[EXERCISE TEXT]

The Dirty Secret of OpenClaw: Bigger is Better
Both small and large-scale deployments can be useful. That is not a question. We currently have 15-20 various 128GB LPDDR5X unified memory machines running at the studio 24×7, not because we do not have other compute platforms, but because we continue to repurpose and find uses for them. A “trick” we have learned over time is that running OpenClaw agents on this many systems is the wrong answer.

Inevitably, running one agent leads to another agent. Those agents may execute simple shell commands or open web browser sessions and start researching instead of using scraping tools. Usually, AI agents are performing these tasks in parallel. Perhaps the biggest reason we have moved our OpenClaw, turnstone, hermes, and other agent frameworks off of the 128GB LPDDR5X nodes is so that we can allocate memory to them that might also be used by the LLM and KV caches. In late February, we had a system that continued to experience issues when we realized it had multiple browsers open and was eating memory that the GPU side was also using for LLMs. Going back to the separation of the agent CPU side and the LLM back-end, this became something easily solvable. Aside from demonstrations, we set up for articles and videos, we have now split the agent side from the LLM serving side.

[/EXERCISE TEXT]
[ENTRIES SHOWN]

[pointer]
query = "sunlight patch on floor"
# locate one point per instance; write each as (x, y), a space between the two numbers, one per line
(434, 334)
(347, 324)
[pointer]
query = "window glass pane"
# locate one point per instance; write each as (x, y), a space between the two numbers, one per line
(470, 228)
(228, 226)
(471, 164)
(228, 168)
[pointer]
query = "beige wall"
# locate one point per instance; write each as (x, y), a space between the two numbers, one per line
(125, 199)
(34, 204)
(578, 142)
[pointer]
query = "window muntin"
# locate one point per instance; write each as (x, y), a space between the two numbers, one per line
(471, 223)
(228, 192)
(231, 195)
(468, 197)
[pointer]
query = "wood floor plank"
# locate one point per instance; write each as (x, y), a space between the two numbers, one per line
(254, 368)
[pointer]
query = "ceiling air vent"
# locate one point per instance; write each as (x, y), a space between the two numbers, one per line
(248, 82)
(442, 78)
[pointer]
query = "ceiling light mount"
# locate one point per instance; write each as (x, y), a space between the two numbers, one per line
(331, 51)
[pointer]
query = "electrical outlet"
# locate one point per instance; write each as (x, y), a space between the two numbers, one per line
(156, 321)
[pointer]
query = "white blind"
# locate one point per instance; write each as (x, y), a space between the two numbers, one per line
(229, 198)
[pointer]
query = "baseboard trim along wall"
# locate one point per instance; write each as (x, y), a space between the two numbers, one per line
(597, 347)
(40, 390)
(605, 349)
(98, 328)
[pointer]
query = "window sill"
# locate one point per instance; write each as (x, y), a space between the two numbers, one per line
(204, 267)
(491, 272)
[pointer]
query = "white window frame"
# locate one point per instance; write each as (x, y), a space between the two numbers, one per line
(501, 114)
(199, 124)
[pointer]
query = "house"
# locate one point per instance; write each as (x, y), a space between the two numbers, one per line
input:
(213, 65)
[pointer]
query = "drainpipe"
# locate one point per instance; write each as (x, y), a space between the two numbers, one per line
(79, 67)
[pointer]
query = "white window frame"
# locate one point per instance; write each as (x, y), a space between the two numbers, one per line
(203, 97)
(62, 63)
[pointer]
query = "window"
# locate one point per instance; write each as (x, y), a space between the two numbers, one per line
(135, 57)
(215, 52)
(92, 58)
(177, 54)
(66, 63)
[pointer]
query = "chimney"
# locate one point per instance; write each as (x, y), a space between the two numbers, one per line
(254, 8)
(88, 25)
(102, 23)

[/ENTRIES SHOWN]

WHAT TO WORK ON ▸ Output everything in the OpenClaw article from "The Dirty Secret" down to "the wrong answer.", word for word. The items have no connection to the text about OpenClaw.

YOUR SOLUTION ▸
The Dirty Secret of OpenClaw: Bigger is Better
Both small and large-scale deployments can be useful. That is not a question. We currently have 15-20 various 128GB LPDDR5X unified memory machines running at the studio 24×7, not because we do not have other compute platforms, but because we continue to repurpose and find uses for them. A “trick” we have learned over time is that running OpenClaw agents on this many systems is the wrong answer.